→ **Source document**
################

Exposure Treatment of Simple Phobias in Children
by Monica A. Frank, Ph.D.
In my early career one of the cases that impressed upon me the effectiveness of exposure therapy when anxiety is caught early in childhood was a 10-year-old boy who had a fear of heights and crowds. He had a high degree of motivation to overcome his fear because he felt embarrassed that his younger brother could climb to the top of a old fire observation tower that was in a local public park. (This was in the days when it wouldn't be considered parental neglect to let your child climb a six story open rail tower—see picture)
So we developed a plan:
1) Anxiety management
. I taught him a few exercises to reduce anxiety such as breathing and progressive muscle relaxation.
2) Coping script
. Together we wrote out a description of what he imagined climbing to the first level of the tower would be like. Since he had already tried it once he could describe what it looked like and his anxiety symptoms. Then I helped him insert some ways to cope such as sitting on the step for five minutes and breathing slowly. We also included some self-talk statements that he created such as “I can do this.”

################

→ **Data section**

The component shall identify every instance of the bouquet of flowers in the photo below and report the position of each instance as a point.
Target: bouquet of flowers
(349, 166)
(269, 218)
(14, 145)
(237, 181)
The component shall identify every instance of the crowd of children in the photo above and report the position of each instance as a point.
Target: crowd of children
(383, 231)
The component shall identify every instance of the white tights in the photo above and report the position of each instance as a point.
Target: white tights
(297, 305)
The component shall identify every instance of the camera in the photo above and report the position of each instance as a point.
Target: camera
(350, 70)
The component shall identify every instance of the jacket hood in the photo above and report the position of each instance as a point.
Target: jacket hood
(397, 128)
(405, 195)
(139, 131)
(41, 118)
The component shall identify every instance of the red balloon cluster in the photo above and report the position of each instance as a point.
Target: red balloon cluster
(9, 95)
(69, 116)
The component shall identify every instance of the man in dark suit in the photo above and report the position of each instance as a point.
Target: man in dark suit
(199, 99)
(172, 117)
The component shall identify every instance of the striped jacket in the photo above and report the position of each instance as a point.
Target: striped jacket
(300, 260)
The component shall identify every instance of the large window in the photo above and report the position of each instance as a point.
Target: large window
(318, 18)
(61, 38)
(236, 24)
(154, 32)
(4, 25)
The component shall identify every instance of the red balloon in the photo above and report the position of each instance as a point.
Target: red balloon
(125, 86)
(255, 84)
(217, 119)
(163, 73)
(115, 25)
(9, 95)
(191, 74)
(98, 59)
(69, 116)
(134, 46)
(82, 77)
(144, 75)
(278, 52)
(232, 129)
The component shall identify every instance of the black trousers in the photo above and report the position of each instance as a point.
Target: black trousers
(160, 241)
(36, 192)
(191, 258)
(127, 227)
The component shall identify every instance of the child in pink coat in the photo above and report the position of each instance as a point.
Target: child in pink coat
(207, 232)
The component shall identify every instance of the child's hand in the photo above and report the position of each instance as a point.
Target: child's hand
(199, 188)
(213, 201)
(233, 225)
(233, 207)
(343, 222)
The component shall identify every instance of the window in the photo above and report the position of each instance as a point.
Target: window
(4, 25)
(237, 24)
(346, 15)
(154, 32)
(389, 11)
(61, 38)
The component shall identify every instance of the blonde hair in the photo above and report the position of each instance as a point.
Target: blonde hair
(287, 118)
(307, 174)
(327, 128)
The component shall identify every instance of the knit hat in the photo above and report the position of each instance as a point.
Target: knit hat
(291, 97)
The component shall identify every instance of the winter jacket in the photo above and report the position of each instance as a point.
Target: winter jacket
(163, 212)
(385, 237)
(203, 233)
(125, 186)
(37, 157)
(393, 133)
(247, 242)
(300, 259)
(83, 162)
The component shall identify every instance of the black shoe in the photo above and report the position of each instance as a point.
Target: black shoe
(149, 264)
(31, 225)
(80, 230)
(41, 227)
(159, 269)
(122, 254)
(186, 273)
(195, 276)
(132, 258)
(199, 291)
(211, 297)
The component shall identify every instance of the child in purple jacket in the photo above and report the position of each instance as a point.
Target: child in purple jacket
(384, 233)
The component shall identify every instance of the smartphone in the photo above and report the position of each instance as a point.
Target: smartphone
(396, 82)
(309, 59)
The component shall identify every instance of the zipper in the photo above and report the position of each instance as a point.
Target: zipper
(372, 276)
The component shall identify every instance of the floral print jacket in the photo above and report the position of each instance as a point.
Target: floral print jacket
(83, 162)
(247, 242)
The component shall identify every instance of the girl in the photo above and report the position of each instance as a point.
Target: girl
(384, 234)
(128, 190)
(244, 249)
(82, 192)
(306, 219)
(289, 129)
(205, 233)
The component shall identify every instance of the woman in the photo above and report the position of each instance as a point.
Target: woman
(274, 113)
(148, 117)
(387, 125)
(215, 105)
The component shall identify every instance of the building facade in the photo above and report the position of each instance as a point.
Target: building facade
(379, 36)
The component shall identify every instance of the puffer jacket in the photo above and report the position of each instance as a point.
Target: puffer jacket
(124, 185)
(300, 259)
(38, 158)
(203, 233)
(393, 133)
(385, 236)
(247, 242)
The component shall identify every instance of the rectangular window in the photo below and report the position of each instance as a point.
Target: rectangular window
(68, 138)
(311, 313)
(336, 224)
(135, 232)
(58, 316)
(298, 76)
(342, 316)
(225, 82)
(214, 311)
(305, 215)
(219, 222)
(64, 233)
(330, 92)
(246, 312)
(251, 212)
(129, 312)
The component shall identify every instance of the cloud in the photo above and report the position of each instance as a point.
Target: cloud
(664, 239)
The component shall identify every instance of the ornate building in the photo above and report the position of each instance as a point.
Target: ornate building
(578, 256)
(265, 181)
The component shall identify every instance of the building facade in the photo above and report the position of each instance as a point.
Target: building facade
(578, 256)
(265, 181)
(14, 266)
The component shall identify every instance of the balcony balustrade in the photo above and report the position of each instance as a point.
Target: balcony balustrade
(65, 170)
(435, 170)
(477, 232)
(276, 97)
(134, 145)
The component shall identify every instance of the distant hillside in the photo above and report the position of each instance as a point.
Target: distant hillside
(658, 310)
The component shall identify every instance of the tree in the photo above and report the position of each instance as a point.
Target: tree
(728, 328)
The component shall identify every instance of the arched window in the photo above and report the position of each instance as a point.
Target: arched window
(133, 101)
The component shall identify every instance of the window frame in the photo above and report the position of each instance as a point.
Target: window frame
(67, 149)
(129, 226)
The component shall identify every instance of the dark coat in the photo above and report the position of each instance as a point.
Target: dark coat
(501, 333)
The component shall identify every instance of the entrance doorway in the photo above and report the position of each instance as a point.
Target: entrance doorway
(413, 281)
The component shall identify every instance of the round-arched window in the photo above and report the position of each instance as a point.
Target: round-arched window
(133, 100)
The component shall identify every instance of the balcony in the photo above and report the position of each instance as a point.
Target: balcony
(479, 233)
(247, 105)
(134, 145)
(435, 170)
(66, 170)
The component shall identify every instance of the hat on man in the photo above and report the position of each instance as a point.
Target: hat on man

################

→ **Brief A**
Reproduce verbatim the stretch of the exposure therapy article from "In my early" through "progressive muscle relaxation.".
→ **Brief B**
Resume the exposure therapy article at the point where it stops.

→ **Answer area A**
In my early career one of the cases that impressed upon me the effectiveness of exposure therapy when anxiety is caught early in childhood was a 10-year-old boy who had a fear of heights and crowds. He had a high degree of motivation to overcome his fear because he felt embarrassed that his younger brother could climb to the top of a old fire observation tower that was in a local public park. (This was in the days when it wouldn't be considered parental neglect to let your child climb a six story open rail tower—see picture)
So we developed a plan:
1) Anxiety management
. I taught him a few exercises to reduce anxiety such as breathing and progressive muscle relaxation.

→ **Answer area B**
3) Record, listen, practice
. His instructions after the session was to record the script we had written and listen to it over a few days. Then before he came for his next session his parents were to take him to the tower and practice exactly what we had written.
When he came in for his next session he reported that he had climbed to the first level of the tower and that it was scary but he managed to stay there for the full five minutes. Then we added to the script by describing climbing to the next level, sitting on the step to calm himself and, once he was ready, standing by the railing. Again, we inserted coping methods and self-talk.
The third session we followed the same plan for the third level of the tower. The following session he came running down the hall and burst into my office: “I climbed all the way to the top of the tower!”
Not only that but his fear of crowds had diminished as well. When a person faces one fear successfully they often have increased confidence and other fears become less intense. This case illustrates how helping children face fears can teach them a life lesson that will allow them to confront other challenges.